--- Trecho apresentado ---

Urariano, para os cretinos nenhum fator se faz necessário para que possam expor a sua bestialidade. De certa feita, eu me encontrava no início de noite num bar, quando entrou uma mocinha de seus quinze, dezesseis anos, que eu a conhecia desde seus nove, dez anos a vender drops e pastilhas nos bares da redondeza, a fim de ajudar a mãe que possuía um tabuleiro de guloseimas nas imediações. A menina chegou e sentou-se em minha mesa (eu estava só na maior parte das vezes). Ofereci um refrigerante que ela aceitou. Creio inclusive que era uma sexta-feira, pois o bar estava meio populoso. Pronto! Eu como estava num local privilegiado, ao olhar para a platéia percebi o burburinho que faziam e, pior, olhando para mim. Imediatamente me dei conta de suas cretinices, pois além de verem em mim um pedófilo, mas burro também, já que eu teria marcado com a vítima exatamente num ambiente aberto e repleto de gente. Reagi os encarando, com um sorriso sarcástico nos lábios. O interessante é que com isso, eles se acalmaram. A menina ao término do refrigerante, foi embora, após as minhas costumeiras recomendações de cuidado e juízo. Continuei na minha cervejinha, sem nem lembrar mais do ocorrido.

    Urbano

    Desculpe-me pela vírgula solteira separando o sujeito e o verbo.

Gerson Carneiro

Caro Urariano Mota, contarei algo que está dentro do cenário daquela história que contei em outro conto seu chamado “Já fui ladrão”.

Aconteceu na mesma época e no mesmo cenário.

Lá na CEAGESP, em São Paulo. Era o ano de 1997. E eu estava lá naquele emprego e em certo dia, por volta das 10h00 uma garota negra, de uns 13 anos, passou com um tabuleiro pendurado no pescoço, vendendo balas e chicletes.

Eu quis comprar balas e chicletes. Queria de alguma forma “ajudá-la”.

Ela passou por mim, e após passar eu disse “ei garota, ei garota!”.

Achei que ela não tivesse ouvido. Corri, ultrapassei e parei na frente dela e perguntei:

– Estou querendo comprar balas e chicletes. Te chamei. Por que você não parou?

– É porque os homens mexem comigo.

Meu chão se abriu. Até hoje lembro da face triste da garota e choro.

Eu queria poder cuidar de todas as crianças do mundo. Crianças não deveriam sofrer jamais.

    FrancoAtirador

    .
    .
    Sinceramente, cara, é o que sempre mais me sensibiliza,

    e, de certa maneira, me deprime, pela incapacidade humana.

    Mas sabe, hermano: este profundo sentimento de tristeza

    foi convertido pela poesia solidária em arte e beleza…
    .
    .
    Há uma criança na rua!
    (Armando Tejada Gómez*)

    Por Raíces de América (1980)

    A esta hora exatamente
    Há uma criança na rua …

    É honra do homem proteger o que cresce
    Cuidar que não haja infância dispersa nas ruas,
    Evitar que naufrague seu coração de barco
    Sua incrível aventura de pão e chocolate
    Transitar pelos países de bandidos e tesouros
    Colocando uma estrela no lugar da fome.

--- Entradas fornecidas ---

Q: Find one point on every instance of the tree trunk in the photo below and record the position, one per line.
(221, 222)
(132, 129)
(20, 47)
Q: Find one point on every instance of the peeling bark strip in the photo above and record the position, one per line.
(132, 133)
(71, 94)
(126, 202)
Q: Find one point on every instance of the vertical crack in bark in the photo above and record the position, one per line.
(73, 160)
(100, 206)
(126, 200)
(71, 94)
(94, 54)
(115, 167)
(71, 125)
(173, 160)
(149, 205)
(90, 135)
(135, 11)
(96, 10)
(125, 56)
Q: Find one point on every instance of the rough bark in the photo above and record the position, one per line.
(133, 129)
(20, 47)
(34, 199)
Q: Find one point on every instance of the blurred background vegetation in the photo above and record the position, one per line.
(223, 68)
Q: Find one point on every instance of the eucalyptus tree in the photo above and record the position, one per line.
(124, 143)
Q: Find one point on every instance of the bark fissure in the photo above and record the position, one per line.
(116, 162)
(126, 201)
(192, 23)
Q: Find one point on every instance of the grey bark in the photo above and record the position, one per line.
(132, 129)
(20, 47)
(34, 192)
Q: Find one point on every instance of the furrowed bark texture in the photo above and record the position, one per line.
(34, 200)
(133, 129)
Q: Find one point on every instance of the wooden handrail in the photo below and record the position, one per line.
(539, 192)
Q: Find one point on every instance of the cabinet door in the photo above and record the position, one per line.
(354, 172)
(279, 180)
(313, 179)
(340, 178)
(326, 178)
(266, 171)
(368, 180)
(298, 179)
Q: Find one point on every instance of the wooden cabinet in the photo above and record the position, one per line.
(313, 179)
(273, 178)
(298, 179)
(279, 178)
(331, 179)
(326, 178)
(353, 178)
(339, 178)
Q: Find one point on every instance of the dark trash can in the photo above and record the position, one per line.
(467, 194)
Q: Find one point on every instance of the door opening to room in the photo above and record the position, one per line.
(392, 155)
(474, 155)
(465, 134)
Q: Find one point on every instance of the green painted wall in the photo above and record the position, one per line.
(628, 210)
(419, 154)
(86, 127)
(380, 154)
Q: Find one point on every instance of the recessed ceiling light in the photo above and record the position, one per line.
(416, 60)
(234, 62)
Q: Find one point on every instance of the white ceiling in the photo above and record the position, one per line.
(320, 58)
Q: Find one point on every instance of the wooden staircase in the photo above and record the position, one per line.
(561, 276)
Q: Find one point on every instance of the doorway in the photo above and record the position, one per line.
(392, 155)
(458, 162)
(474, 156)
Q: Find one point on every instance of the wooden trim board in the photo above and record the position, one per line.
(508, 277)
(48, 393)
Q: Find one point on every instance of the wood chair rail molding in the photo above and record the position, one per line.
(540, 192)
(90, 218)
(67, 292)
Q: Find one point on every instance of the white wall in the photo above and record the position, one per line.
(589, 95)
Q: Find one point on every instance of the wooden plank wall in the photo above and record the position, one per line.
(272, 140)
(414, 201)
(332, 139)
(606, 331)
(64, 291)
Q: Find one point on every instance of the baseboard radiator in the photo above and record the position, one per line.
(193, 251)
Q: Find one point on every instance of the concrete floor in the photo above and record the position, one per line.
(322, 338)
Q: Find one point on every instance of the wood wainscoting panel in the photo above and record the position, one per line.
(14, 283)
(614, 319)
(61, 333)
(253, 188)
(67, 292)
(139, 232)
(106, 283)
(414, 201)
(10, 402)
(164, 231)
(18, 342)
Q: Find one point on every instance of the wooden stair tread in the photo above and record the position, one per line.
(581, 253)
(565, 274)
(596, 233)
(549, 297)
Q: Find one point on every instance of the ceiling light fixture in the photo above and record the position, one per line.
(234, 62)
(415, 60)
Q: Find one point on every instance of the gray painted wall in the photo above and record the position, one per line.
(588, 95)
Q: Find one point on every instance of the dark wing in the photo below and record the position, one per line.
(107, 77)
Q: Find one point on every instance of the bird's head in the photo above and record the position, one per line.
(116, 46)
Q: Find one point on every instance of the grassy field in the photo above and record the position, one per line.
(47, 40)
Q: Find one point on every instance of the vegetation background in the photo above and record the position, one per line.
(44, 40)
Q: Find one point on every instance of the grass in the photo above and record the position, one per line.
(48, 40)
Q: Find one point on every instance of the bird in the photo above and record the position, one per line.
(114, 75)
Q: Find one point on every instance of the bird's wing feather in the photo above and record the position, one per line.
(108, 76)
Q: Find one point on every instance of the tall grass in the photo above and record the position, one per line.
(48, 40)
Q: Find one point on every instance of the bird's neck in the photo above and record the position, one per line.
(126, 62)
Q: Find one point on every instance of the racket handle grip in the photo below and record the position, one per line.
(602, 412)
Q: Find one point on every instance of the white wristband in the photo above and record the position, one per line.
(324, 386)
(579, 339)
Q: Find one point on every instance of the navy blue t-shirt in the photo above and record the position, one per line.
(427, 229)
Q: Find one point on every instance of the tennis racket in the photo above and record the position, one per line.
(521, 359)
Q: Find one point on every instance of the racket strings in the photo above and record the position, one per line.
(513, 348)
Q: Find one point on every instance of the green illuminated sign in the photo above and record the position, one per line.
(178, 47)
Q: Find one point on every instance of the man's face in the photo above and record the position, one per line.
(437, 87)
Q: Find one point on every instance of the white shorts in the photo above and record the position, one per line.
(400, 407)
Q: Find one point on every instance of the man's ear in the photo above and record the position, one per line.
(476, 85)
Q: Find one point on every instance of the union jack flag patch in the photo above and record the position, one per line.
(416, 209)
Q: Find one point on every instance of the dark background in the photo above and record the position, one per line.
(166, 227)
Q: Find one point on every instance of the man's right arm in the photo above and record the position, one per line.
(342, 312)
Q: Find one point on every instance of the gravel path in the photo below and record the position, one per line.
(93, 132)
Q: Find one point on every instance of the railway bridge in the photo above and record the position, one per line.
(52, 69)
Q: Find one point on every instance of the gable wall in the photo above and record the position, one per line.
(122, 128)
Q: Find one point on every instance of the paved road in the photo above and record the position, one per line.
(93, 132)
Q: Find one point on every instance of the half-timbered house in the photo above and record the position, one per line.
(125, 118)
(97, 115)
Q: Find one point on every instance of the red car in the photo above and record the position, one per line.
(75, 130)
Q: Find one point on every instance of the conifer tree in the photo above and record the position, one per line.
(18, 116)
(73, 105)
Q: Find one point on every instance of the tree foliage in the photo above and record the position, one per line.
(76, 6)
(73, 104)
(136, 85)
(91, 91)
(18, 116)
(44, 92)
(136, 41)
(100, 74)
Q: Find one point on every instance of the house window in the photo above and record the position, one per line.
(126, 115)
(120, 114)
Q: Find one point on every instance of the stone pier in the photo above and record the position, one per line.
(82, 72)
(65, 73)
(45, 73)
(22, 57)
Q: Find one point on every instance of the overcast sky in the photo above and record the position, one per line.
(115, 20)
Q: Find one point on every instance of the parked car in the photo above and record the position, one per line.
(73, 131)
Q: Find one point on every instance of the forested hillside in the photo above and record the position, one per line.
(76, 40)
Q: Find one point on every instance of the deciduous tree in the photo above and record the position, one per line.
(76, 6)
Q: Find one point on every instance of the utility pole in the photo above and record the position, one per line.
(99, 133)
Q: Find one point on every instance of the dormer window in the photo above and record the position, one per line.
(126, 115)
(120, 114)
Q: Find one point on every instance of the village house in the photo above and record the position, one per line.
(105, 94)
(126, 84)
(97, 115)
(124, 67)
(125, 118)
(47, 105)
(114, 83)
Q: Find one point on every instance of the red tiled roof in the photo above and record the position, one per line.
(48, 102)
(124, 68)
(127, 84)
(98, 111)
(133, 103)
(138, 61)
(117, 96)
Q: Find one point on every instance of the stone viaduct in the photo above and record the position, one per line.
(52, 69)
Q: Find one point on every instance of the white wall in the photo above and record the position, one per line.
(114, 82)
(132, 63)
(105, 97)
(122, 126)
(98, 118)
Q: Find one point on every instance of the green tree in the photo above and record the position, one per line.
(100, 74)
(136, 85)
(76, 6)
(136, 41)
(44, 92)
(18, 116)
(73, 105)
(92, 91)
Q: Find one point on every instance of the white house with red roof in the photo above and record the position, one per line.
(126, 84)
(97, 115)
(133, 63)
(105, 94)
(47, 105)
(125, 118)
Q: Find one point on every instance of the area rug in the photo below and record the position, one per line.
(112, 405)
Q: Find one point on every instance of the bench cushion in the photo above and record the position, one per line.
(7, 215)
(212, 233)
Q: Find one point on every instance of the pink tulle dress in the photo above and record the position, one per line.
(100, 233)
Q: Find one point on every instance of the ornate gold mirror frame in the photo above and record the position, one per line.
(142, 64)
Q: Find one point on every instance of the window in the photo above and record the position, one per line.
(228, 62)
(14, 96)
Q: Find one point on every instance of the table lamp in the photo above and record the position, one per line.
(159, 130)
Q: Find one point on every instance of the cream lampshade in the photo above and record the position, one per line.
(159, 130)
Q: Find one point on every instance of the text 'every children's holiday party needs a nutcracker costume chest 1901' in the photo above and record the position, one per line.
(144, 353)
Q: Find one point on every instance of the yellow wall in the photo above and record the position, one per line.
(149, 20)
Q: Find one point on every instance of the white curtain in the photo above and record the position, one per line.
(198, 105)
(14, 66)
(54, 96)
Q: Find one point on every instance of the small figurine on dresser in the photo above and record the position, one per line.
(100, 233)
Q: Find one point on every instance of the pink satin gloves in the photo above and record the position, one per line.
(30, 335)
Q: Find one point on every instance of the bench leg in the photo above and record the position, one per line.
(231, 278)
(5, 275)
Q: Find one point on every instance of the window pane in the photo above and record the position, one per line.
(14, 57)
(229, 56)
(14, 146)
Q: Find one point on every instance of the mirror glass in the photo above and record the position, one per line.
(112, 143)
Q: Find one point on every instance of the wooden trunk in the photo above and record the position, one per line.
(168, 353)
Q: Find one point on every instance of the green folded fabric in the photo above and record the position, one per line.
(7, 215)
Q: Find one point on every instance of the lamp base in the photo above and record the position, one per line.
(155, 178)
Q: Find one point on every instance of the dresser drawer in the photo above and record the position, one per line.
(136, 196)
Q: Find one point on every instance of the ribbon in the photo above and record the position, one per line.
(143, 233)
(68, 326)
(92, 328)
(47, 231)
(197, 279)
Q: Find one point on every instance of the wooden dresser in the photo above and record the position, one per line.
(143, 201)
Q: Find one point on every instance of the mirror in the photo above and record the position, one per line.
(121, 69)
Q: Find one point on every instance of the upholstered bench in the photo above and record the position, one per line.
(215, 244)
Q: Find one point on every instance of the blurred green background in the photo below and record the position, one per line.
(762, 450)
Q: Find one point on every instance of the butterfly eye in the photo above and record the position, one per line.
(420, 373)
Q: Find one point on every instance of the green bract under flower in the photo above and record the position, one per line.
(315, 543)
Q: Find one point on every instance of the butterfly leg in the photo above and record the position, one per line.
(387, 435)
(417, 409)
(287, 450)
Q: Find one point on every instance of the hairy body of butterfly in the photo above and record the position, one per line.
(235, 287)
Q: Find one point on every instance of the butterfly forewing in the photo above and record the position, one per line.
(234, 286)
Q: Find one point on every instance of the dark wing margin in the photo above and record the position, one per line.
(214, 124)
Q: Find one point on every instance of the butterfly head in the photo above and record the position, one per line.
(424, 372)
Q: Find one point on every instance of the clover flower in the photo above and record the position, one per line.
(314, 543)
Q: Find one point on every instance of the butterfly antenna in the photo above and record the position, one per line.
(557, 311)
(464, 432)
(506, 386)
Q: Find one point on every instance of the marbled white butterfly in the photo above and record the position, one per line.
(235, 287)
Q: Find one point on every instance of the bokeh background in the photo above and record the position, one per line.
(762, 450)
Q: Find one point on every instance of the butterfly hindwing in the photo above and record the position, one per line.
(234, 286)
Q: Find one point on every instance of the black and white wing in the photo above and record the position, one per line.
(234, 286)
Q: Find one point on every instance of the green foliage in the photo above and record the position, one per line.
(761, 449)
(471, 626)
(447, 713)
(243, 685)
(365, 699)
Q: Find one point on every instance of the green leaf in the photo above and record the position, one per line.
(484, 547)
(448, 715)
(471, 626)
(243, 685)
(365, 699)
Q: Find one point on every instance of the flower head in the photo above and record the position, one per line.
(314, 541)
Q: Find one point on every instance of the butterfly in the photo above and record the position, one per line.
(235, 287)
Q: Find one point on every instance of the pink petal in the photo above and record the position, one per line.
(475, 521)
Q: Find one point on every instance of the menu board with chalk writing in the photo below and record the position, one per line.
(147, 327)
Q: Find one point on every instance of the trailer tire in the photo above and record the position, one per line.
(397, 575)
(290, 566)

---

■ Pedidos:
1. Transcreva sem nenhuma alteração a parte do trecho apresentado que vai de "A esta hora" até "lugar da fome.".
2. Extraia das entradas cada linha que contém a palavra "painted", levando em conta a diferença entre maiúsculas e minúsculas.
O trecho apresentado e as entradas não têm nenhuma relação entre si.

■ Respostas por tarefa:
1.
A esta hora exatamente
    Há uma criança na rua …

    É honra do homem proteger o que cresce
    Cuidar que não haja infância dispersa nas ruas,
    Evitar que naufrague seu coração de barco
    Sua incrível aventura de pão e chocolate
    Transitar pelos países de bandidos e tesouros
    Colocando uma estrela no lugar da fome.

2.
Q: Find one point on every instance of the green painted wall in the photo above and record the position, one per line.
Q: Find one point on every instance of the gray painted wall in the photo above and record the position, one per line.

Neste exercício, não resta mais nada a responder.